GOAL OF THE EXERCISE> Look below for the line holding "Expected: one point per instance of the girl's neck, each" and the line holding "Target: girl's eye". Transcribe exactly those lines and all lines between them, nothing more.

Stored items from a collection
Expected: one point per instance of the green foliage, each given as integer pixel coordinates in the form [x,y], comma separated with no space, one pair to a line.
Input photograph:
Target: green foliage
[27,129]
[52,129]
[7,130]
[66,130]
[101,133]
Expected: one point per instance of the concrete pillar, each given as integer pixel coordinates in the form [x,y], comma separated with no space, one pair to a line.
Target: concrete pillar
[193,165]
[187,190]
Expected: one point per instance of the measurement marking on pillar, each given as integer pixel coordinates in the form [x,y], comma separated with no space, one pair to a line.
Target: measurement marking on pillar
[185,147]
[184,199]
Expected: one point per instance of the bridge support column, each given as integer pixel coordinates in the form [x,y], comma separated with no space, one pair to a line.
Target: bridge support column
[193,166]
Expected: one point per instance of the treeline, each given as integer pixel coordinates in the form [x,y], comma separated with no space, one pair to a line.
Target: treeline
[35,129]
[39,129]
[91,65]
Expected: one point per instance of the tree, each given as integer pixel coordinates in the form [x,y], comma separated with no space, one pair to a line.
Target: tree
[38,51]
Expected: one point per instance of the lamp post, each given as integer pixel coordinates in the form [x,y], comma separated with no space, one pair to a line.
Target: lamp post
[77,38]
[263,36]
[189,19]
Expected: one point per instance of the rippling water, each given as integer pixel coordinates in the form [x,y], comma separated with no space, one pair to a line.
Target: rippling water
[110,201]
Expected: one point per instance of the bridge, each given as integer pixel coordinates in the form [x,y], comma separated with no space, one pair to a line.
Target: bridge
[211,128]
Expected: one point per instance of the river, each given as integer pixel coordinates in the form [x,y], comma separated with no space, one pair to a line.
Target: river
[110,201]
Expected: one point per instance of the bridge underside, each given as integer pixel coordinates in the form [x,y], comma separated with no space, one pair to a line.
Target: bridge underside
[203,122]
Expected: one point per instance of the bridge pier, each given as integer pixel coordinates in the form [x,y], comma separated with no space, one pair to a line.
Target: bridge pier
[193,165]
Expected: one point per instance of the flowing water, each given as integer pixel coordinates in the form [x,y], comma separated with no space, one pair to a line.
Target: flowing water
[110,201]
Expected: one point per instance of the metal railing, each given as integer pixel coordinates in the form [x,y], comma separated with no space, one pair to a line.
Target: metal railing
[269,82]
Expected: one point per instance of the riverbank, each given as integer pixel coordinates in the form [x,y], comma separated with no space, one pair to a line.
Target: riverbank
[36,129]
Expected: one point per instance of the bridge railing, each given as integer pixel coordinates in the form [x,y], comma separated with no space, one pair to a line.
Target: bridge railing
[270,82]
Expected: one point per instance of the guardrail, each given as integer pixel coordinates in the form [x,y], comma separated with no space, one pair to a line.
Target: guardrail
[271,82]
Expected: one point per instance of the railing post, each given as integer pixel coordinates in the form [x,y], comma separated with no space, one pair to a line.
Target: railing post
* * *
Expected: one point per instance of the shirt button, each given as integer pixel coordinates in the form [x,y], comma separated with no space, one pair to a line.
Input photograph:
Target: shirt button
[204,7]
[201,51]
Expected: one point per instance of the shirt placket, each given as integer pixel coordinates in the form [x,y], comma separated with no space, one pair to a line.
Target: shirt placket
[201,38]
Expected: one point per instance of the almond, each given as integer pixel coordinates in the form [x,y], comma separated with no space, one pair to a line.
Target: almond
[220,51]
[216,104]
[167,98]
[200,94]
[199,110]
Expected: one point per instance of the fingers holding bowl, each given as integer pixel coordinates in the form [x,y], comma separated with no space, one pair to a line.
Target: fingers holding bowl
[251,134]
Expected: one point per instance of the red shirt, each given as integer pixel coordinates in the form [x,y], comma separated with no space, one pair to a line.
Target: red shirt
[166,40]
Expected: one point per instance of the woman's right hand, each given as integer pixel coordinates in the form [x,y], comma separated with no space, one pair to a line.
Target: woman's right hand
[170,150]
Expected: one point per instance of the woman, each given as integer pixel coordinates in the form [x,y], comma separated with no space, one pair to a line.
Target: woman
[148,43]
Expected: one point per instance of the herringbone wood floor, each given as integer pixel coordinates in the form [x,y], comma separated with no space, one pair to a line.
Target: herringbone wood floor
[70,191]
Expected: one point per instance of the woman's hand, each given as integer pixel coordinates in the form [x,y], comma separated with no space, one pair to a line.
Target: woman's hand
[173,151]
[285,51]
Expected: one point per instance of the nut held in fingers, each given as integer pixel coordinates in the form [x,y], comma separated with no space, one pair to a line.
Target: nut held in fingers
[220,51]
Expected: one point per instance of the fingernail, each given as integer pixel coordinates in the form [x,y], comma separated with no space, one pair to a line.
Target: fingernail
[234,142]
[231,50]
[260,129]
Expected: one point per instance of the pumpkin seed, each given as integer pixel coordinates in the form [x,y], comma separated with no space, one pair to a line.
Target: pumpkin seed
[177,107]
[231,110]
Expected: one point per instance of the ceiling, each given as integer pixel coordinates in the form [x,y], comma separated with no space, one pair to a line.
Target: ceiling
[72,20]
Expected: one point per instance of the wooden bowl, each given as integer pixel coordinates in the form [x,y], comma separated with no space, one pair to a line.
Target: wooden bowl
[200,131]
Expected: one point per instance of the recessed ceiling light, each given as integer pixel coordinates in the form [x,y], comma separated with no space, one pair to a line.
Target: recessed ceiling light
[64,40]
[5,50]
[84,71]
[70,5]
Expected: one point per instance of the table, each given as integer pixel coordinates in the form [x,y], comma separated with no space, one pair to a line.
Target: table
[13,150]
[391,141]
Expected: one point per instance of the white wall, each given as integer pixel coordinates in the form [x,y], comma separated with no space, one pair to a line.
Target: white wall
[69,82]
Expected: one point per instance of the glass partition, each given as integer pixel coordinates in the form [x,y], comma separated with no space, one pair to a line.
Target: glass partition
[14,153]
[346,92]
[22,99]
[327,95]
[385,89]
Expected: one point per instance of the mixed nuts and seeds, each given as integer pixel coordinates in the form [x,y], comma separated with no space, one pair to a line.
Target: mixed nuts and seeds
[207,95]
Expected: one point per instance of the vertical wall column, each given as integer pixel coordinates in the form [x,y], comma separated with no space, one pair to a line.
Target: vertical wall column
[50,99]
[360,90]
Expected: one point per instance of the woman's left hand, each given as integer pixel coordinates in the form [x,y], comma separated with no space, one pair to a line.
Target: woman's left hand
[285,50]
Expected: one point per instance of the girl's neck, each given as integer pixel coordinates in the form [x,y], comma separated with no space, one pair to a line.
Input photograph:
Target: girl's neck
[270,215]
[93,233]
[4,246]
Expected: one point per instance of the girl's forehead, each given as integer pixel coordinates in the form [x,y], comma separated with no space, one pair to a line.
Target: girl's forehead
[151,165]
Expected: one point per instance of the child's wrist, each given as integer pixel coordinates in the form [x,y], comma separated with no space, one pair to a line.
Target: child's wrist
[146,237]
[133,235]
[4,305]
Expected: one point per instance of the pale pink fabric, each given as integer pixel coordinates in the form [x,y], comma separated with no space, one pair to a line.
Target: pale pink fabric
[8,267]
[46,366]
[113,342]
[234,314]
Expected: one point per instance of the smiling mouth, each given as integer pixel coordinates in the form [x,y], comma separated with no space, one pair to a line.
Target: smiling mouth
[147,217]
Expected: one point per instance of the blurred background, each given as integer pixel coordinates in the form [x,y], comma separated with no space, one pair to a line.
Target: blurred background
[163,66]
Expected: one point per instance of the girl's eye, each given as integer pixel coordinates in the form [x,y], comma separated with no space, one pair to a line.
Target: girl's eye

RESPONSE>
Expected: one point per instance of the girl's neck, each given as integer pixel coordinates in the form [x,y], comma separated with no space, one pair to a line.
Input photograph:
Target: girl's neck
[270,215]
[93,233]
[4,246]
Expected: one point per instance of the girl's forehead, each given as integer pixel coordinates in the form [x,y], comma separated with no space, one pair to a line.
Target: girl's forehead
[151,165]
Expected: one point per instance of the child's wrist, each given as integer pixel coordinates in the form [x,y], comma separated with no space, one pair to a line.
Target: child's wrist
[146,237]
[133,235]
[4,305]
Expected: one point per instance of the pale pink fabric, each given as integer pixel coordinates in the form [x,y], comma separated with no space, one pair to a line.
Target: pale pink fabric
[8,267]
[46,366]
[113,342]
[234,314]
Expected: one point per instance of the smiling mouth, each given as integer pixel coordinates in the form [x,y], comma separated with no space, one pair to a line.
Target: smiling mouth
[147,217]
Expected: one point per instance of the blurred background, each given as integer pixel coordinates in the form [x,y], comma separated with no space, one pair to a line.
Target: blurred background
[163,66]
Expected: one point per instance of the girl's eye, each given as integer pixel coordinates in the form [x,y], comma separated with no space, one pair to a line.
Target: girl's eye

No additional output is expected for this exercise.